◆ **WHAT THE EXERCISE ASKS**: Return every one of the entries below unchanged, reproducing each line character for character.

◆ **DATA PROVIDED**:
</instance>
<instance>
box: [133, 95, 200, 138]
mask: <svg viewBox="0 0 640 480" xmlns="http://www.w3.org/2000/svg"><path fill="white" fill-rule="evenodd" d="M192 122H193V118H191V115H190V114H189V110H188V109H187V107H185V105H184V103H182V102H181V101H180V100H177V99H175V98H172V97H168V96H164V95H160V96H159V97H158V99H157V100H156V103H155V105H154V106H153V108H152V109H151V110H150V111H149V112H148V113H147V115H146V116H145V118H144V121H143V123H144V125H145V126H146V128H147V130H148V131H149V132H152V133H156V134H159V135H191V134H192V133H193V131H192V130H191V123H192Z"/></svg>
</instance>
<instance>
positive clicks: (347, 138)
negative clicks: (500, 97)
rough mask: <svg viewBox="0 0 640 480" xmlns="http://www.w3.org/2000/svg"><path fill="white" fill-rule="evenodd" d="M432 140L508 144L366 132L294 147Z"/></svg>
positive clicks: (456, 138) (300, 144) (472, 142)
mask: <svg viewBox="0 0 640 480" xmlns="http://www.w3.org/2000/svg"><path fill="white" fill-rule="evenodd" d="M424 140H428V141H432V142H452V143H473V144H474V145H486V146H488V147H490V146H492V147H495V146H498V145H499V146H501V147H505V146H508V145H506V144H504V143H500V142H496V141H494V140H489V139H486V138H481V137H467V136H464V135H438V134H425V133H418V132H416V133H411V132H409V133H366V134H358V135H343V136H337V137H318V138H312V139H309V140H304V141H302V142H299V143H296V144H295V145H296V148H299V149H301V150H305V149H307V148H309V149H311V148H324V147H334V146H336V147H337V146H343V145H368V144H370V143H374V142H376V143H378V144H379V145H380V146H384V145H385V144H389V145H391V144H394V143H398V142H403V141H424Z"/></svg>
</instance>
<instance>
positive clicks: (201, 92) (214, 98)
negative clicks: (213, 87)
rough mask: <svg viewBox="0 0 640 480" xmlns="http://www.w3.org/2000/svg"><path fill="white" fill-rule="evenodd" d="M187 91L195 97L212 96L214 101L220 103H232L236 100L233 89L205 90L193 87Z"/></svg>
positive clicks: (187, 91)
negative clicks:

◆ **SOLVED PROBLEM**:
</instance>
<instance>
box: [133, 95, 200, 138]
mask: <svg viewBox="0 0 640 480" xmlns="http://www.w3.org/2000/svg"><path fill="white" fill-rule="evenodd" d="M192 122H193V118H191V115H190V114H189V110H188V109H187V107H185V105H184V103H182V102H181V101H180V100H177V99H175V98H172V97H168V96H164V95H160V96H159V97H158V99H157V100H156V103H155V105H154V106H153V108H152V109H151V110H150V111H149V112H148V113H147V115H146V116H145V118H144V121H143V123H144V125H145V126H146V128H147V130H148V131H149V132H152V133H156V134H159V135H191V134H192V133H193V131H192V130H191V123H192Z"/></svg>
</instance>
<instance>
positive clicks: (347, 138)
negative clicks: (500, 97)
rough mask: <svg viewBox="0 0 640 480" xmlns="http://www.w3.org/2000/svg"><path fill="white" fill-rule="evenodd" d="M432 140L508 144L366 132L294 147Z"/></svg>
positive clicks: (456, 138) (300, 144) (472, 142)
mask: <svg viewBox="0 0 640 480" xmlns="http://www.w3.org/2000/svg"><path fill="white" fill-rule="evenodd" d="M424 140H428V141H432V142H452V143H473V144H474V145H486V146H488V147H490V146H492V147H495V146H498V145H499V146H501V147H505V146H508V145H506V144H504V143H500V142H496V141H494V140H489V139H486V138H481V137H467V136H464V135H438V134H425V133H418V132H416V133H411V132H409V133H366V134H358V135H343V136H337V137H318V138H312V139H309V140H304V141H302V142H299V143H296V144H295V145H296V148H299V149H301V150H305V149H307V148H309V149H311V148H324V147H334V146H336V147H337V146H343V145H368V144H370V143H374V142H376V143H378V144H379V145H380V146H384V145H385V144H389V145H391V144H394V143H398V142H403V141H424Z"/></svg>
</instance>
<instance>
positive clicks: (201, 92) (214, 98)
negative clicks: (213, 87)
rough mask: <svg viewBox="0 0 640 480" xmlns="http://www.w3.org/2000/svg"><path fill="white" fill-rule="evenodd" d="M187 91L195 97L212 96L214 101L220 103H232L236 100L233 89L205 90L193 87Z"/></svg>
positive clicks: (187, 91)
negative clicks:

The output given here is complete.